§ **Supplied information**
═══

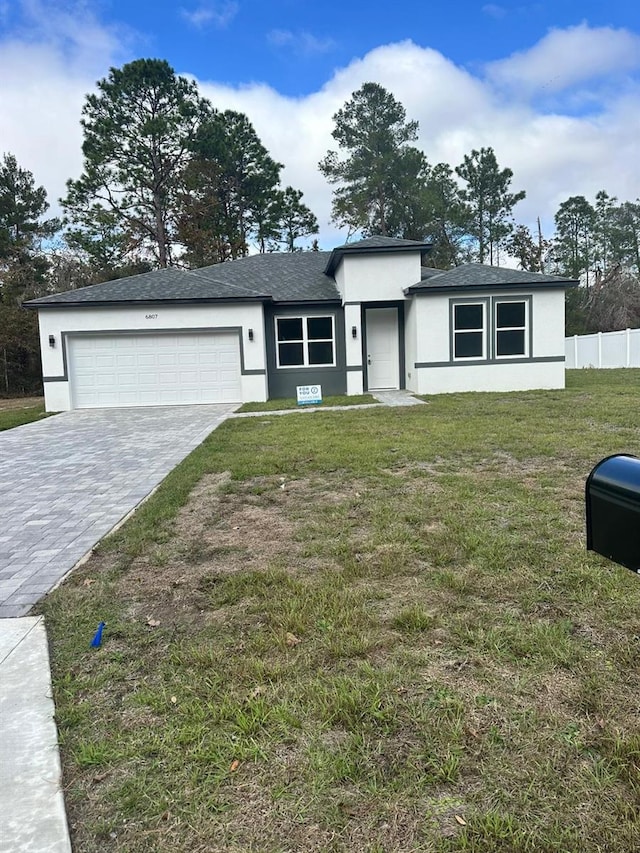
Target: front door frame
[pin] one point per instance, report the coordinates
(368, 306)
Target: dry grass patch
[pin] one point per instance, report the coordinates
(372, 631)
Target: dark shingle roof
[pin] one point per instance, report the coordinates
(373, 245)
(294, 277)
(380, 242)
(481, 275)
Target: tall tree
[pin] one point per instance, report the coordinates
(530, 251)
(626, 235)
(604, 249)
(573, 244)
(230, 196)
(490, 201)
(295, 219)
(138, 132)
(23, 270)
(373, 132)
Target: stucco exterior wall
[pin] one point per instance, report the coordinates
(156, 318)
(377, 277)
(411, 340)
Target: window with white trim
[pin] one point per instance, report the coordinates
(469, 330)
(511, 338)
(305, 342)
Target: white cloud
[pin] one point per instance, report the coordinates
(45, 73)
(567, 58)
(302, 43)
(47, 66)
(218, 15)
(494, 11)
(552, 156)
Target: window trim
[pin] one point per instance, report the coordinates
(484, 303)
(525, 329)
(490, 304)
(305, 341)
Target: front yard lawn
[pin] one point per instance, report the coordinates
(20, 410)
(375, 630)
(327, 402)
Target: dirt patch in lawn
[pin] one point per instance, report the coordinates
(225, 529)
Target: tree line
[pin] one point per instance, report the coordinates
(169, 180)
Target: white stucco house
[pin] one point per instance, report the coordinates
(368, 315)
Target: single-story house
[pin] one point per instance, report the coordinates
(368, 315)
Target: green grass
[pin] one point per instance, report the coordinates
(16, 412)
(290, 403)
(377, 630)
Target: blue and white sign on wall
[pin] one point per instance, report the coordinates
(309, 395)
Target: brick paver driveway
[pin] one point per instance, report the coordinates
(67, 480)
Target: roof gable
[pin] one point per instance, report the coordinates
(373, 245)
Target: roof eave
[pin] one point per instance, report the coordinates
(523, 285)
(111, 303)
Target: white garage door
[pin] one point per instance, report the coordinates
(154, 370)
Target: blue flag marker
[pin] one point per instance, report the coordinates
(97, 637)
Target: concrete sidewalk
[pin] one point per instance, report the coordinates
(32, 814)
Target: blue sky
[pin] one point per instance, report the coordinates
(294, 46)
(554, 87)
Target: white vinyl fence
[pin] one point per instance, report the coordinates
(604, 349)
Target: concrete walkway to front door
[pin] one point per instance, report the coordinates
(66, 481)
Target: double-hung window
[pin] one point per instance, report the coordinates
(469, 330)
(305, 342)
(511, 337)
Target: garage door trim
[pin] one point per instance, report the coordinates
(217, 334)
(64, 343)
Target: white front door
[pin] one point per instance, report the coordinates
(383, 356)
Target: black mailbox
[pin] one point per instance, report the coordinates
(612, 496)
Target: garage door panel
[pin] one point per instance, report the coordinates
(147, 370)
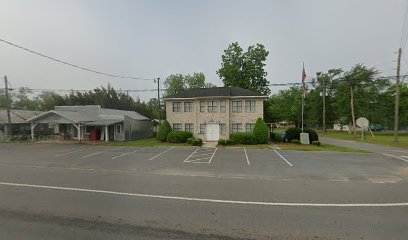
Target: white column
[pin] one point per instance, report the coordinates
(106, 134)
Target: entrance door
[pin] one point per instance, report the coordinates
(212, 131)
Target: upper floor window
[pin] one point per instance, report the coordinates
(176, 106)
(222, 106)
(189, 127)
(249, 127)
(236, 106)
(177, 127)
(212, 106)
(202, 106)
(236, 127)
(188, 106)
(250, 106)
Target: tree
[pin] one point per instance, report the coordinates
(177, 83)
(245, 69)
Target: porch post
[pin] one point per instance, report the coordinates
(33, 125)
(106, 134)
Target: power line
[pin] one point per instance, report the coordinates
(71, 64)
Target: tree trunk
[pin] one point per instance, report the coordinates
(352, 112)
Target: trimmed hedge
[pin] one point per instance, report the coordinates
(197, 142)
(163, 131)
(221, 141)
(243, 138)
(312, 134)
(292, 133)
(179, 136)
(261, 131)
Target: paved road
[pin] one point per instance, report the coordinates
(88, 192)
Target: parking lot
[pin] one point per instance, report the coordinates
(221, 191)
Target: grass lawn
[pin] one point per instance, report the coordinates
(322, 147)
(379, 138)
(148, 142)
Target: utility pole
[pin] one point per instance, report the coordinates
(324, 104)
(352, 111)
(397, 96)
(9, 132)
(158, 98)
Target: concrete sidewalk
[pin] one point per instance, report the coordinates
(365, 146)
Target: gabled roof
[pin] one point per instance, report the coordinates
(215, 92)
(17, 116)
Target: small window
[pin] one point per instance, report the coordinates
(212, 106)
(236, 127)
(188, 107)
(249, 127)
(189, 127)
(223, 129)
(222, 106)
(236, 106)
(177, 127)
(202, 106)
(118, 128)
(176, 106)
(250, 106)
(202, 128)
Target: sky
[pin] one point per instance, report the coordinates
(152, 38)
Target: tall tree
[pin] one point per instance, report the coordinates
(245, 69)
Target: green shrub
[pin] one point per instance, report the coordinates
(261, 131)
(278, 137)
(179, 136)
(295, 141)
(243, 138)
(197, 142)
(312, 134)
(317, 143)
(163, 131)
(221, 141)
(292, 133)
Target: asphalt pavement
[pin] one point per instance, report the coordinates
(57, 191)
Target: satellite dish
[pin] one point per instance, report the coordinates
(363, 122)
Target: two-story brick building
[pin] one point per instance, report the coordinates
(214, 113)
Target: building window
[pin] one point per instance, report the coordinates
(202, 106)
(236, 106)
(223, 129)
(222, 106)
(177, 127)
(249, 127)
(202, 128)
(176, 106)
(212, 106)
(189, 127)
(250, 106)
(188, 107)
(118, 128)
(236, 127)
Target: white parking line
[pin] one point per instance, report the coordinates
(400, 158)
(93, 154)
(192, 154)
(160, 153)
(213, 155)
(66, 153)
(290, 164)
(246, 155)
(124, 154)
(279, 204)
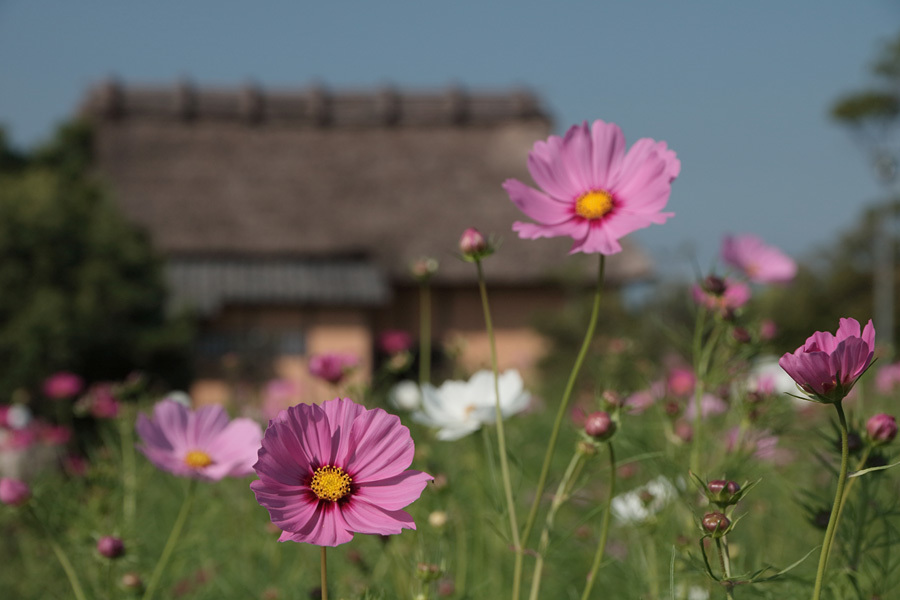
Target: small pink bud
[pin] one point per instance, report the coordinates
(716, 523)
(472, 243)
(882, 428)
(14, 492)
(599, 425)
(110, 546)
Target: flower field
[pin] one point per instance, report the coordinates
(702, 461)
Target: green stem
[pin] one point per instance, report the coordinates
(61, 556)
(560, 497)
(838, 495)
(424, 333)
(564, 403)
(604, 531)
(324, 575)
(170, 543)
(501, 437)
(849, 487)
(129, 477)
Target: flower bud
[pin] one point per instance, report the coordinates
(599, 425)
(716, 523)
(723, 492)
(882, 428)
(423, 268)
(714, 285)
(14, 492)
(741, 335)
(110, 546)
(472, 244)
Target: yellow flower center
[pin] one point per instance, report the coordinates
(330, 483)
(594, 204)
(197, 459)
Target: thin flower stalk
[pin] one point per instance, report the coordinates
(835, 510)
(849, 486)
(725, 563)
(424, 333)
(501, 437)
(324, 575)
(564, 403)
(170, 543)
(562, 494)
(604, 528)
(62, 557)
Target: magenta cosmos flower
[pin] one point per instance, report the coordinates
(332, 366)
(592, 189)
(202, 445)
(827, 366)
(758, 261)
(329, 471)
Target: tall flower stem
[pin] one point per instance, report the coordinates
(61, 556)
(324, 575)
(501, 436)
(604, 529)
(849, 487)
(835, 510)
(561, 496)
(564, 403)
(424, 333)
(725, 563)
(170, 543)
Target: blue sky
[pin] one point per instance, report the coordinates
(740, 91)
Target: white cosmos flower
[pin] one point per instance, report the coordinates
(458, 408)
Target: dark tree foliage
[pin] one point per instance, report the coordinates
(81, 289)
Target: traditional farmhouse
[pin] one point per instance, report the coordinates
(290, 218)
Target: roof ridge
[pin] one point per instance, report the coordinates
(314, 105)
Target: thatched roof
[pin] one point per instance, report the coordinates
(310, 174)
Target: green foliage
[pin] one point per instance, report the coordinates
(82, 288)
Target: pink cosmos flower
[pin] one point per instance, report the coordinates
(63, 385)
(14, 492)
(592, 189)
(827, 366)
(200, 445)
(331, 470)
(758, 261)
(888, 378)
(394, 341)
(332, 366)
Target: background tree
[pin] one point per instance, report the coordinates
(80, 288)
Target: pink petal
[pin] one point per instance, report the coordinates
(608, 153)
(537, 205)
(576, 228)
(382, 447)
(394, 492)
(366, 518)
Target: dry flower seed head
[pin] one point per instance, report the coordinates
(472, 245)
(716, 523)
(599, 425)
(741, 335)
(714, 285)
(110, 547)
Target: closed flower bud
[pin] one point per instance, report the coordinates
(14, 492)
(472, 244)
(716, 523)
(714, 285)
(599, 425)
(882, 428)
(723, 492)
(110, 547)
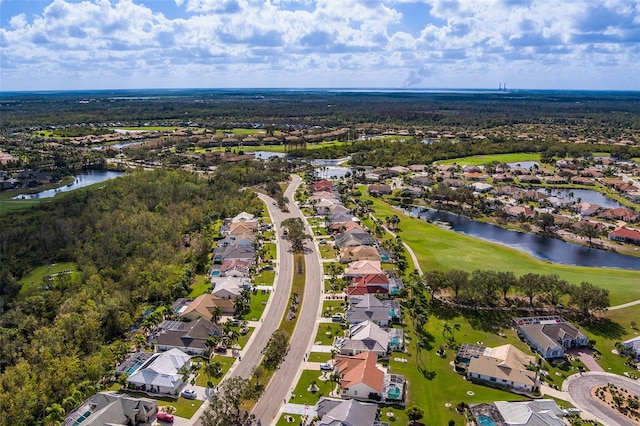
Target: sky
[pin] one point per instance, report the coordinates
(397, 44)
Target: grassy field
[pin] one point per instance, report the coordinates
(478, 160)
(38, 275)
(437, 248)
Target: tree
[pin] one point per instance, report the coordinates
(224, 409)
(414, 413)
(276, 349)
(587, 297)
(296, 233)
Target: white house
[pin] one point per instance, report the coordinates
(162, 373)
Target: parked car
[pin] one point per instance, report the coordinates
(327, 366)
(189, 394)
(165, 417)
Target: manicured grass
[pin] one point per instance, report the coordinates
(334, 329)
(303, 396)
(437, 248)
(36, 277)
(327, 251)
(257, 306)
(265, 278)
(319, 357)
(201, 285)
(225, 361)
(270, 251)
(282, 421)
(478, 160)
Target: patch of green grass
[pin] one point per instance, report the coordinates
(319, 357)
(265, 278)
(258, 304)
(327, 251)
(270, 251)
(201, 285)
(437, 248)
(226, 363)
(333, 330)
(37, 276)
(301, 394)
(479, 160)
(282, 421)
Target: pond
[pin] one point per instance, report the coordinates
(543, 248)
(585, 196)
(83, 179)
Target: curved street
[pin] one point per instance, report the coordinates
(579, 387)
(278, 389)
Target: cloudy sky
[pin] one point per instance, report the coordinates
(111, 44)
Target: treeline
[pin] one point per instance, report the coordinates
(137, 242)
(379, 153)
(487, 288)
(615, 112)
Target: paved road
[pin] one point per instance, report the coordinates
(283, 380)
(579, 387)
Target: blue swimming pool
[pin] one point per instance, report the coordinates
(485, 420)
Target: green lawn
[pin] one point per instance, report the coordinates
(201, 285)
(265, 278)
(327, 332)
(327, 251)
(270, 251)
(225, 361)
(304, 396)
(36, 277)
(478, 160)
(258, 303)
(437, 248)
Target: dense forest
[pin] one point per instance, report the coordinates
(614, 113)
(137, 242)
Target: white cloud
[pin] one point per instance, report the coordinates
(297, 42)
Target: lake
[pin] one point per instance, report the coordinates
(585, 195)
(83, 179)
(543, 248)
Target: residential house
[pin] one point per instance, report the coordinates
(229, 287)
(322, 185)
(363, 267)
(354, 237)
(203, 306)
(112, 408)
(350, 254)
(361, 379)
(337, 412)
(540, 412)
(366, 336)
(370, 308)
(505, 366)
(190, 337)
(162, 373)
(551, 335)
(625, 235)
(379, 189)
(634, 345)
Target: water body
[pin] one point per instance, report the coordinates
(585, 195)
(83, 179)
(550, 249)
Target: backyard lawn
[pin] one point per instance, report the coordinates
(438, 248)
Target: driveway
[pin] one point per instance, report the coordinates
(579, 387)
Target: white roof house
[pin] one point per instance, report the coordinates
(229, 287)
(161, 373)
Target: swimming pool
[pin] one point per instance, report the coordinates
(485, 420)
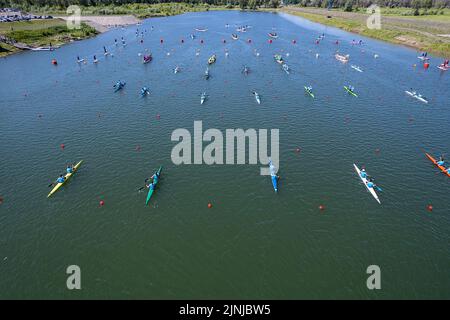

═══

§ **Task**
Copy the data from the line containing "Target: white roof house" through the end of the data. Rename "swimming pool" to "outdoor pool" in that copy, leave everything else unchanged, and omit the pictures.

§ **Result of this task**
Target: white roof house
[pin] one point per instance, report the coordinates
(229, 287)
(161, 373)
Target: outdoor pool
[pin] one point per instance, report the coordinates
(485, 420)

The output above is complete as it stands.